**TASK GOAL:**
Reproduce the line that holds "Query: wooden framed desk" together with all the lines after it up to the end of the entries.

**Stored data entries:**
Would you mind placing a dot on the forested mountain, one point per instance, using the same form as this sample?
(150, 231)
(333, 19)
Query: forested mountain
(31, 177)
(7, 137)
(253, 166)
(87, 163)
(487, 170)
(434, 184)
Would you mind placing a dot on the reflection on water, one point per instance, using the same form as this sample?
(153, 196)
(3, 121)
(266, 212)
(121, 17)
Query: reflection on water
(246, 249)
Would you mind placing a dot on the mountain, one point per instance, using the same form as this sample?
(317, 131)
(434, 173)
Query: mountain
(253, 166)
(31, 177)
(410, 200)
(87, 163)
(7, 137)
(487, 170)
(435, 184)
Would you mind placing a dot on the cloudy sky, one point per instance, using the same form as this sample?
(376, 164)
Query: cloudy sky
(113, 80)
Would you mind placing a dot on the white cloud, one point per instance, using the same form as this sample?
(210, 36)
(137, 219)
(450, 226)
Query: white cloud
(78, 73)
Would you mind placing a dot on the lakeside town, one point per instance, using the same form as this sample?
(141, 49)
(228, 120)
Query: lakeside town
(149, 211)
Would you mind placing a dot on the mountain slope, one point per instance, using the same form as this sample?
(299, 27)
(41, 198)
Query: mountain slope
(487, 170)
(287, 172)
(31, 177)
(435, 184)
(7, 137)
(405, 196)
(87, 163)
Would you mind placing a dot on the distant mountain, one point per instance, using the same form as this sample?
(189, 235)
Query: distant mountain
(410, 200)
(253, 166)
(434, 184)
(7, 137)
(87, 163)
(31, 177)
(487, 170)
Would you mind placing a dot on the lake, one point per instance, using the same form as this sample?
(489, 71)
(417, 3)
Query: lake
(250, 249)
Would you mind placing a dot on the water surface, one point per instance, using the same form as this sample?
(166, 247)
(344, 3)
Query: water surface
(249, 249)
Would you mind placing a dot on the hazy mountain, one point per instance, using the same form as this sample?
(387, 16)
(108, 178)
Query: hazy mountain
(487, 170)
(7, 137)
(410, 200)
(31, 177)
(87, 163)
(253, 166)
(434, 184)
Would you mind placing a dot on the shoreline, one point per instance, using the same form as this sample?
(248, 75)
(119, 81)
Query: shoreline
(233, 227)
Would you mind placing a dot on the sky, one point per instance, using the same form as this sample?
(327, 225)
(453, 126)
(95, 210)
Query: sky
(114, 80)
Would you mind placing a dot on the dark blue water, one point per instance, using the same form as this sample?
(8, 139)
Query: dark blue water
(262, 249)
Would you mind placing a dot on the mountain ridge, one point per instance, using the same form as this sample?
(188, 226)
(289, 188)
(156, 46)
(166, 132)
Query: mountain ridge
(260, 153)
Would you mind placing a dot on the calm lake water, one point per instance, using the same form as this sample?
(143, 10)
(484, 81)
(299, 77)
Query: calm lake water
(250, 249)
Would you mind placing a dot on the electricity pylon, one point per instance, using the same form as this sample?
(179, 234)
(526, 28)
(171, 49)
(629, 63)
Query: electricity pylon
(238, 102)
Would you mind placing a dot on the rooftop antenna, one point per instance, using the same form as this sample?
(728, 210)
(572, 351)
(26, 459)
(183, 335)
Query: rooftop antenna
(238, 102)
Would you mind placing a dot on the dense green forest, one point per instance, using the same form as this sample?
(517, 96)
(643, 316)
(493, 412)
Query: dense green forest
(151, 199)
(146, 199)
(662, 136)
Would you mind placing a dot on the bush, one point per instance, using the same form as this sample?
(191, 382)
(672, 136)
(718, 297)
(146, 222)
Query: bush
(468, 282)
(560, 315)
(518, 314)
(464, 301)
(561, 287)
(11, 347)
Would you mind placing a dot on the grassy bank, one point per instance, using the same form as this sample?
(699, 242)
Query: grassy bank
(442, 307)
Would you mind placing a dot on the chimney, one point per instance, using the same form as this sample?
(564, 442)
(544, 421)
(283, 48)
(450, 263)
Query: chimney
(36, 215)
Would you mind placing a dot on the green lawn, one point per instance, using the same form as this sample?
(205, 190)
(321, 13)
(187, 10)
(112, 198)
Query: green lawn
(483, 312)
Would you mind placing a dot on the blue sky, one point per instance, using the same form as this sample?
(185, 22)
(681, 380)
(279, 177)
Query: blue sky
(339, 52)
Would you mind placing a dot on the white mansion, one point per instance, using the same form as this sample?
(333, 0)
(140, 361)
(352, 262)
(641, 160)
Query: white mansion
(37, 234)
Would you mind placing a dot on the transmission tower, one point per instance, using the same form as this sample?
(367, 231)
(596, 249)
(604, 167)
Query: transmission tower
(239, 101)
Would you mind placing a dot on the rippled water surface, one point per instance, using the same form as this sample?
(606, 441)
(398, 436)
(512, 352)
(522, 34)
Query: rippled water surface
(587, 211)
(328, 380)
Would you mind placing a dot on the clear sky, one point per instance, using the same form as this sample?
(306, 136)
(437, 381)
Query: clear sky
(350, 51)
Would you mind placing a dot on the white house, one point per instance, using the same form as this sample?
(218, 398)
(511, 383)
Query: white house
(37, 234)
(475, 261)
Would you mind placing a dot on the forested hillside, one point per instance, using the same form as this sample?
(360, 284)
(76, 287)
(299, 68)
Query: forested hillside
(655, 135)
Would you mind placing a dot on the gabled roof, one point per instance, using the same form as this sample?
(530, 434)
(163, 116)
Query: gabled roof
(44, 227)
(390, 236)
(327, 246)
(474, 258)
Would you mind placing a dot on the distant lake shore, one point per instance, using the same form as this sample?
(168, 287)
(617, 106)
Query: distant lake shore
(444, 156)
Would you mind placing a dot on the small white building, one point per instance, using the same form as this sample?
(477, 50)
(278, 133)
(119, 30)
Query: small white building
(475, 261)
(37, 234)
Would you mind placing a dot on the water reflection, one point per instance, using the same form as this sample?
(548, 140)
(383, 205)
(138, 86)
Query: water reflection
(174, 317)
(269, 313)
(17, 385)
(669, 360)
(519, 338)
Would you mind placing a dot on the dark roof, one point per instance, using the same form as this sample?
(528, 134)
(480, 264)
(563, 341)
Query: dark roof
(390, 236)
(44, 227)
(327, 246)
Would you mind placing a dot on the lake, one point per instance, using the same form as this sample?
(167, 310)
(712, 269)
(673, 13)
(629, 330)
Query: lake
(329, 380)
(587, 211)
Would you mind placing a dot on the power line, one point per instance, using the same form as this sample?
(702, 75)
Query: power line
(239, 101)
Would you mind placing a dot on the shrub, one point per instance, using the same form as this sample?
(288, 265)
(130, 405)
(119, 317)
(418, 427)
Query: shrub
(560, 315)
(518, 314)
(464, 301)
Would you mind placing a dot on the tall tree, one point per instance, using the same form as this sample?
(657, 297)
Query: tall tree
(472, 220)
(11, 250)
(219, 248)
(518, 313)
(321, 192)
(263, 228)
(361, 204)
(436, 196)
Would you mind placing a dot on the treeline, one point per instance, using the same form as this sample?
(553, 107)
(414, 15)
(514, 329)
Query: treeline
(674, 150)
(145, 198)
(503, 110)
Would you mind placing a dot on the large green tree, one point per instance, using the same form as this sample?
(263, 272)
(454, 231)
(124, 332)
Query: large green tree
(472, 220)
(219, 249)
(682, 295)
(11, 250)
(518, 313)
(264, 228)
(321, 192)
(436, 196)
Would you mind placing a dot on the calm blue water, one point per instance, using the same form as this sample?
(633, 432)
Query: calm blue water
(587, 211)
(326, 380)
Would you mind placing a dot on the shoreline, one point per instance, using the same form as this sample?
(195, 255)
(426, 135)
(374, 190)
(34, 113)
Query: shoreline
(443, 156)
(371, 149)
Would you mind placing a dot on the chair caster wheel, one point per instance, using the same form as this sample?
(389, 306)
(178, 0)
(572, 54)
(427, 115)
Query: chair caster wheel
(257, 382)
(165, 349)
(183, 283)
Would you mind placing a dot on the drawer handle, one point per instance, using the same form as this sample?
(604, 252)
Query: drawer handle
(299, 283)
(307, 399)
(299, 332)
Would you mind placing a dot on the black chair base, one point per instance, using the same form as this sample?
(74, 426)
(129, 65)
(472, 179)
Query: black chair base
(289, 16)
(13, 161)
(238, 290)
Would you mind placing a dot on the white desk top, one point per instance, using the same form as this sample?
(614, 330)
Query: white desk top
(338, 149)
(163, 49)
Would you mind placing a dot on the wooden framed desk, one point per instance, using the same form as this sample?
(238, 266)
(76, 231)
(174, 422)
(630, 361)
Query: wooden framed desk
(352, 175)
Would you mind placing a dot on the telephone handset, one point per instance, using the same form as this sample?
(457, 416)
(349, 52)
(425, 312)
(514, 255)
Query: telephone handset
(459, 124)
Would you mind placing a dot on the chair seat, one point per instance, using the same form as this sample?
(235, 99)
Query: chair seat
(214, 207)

**COMPLETED EXERCISE:**
Query: wooden framed desk
(352, 175)
Would you mind placing a dot on the telephone handset, one point per instance, using the same form as this sample?
(457, 416)
(349, 52)
(425, 312)
(514, 255)
Query: telephone handset
(459, 124)
Would you mind placing a dot on the chair seat, one point per instance, using the same form as this sample?
(235, 99)
Query: chair seat
(214, 207)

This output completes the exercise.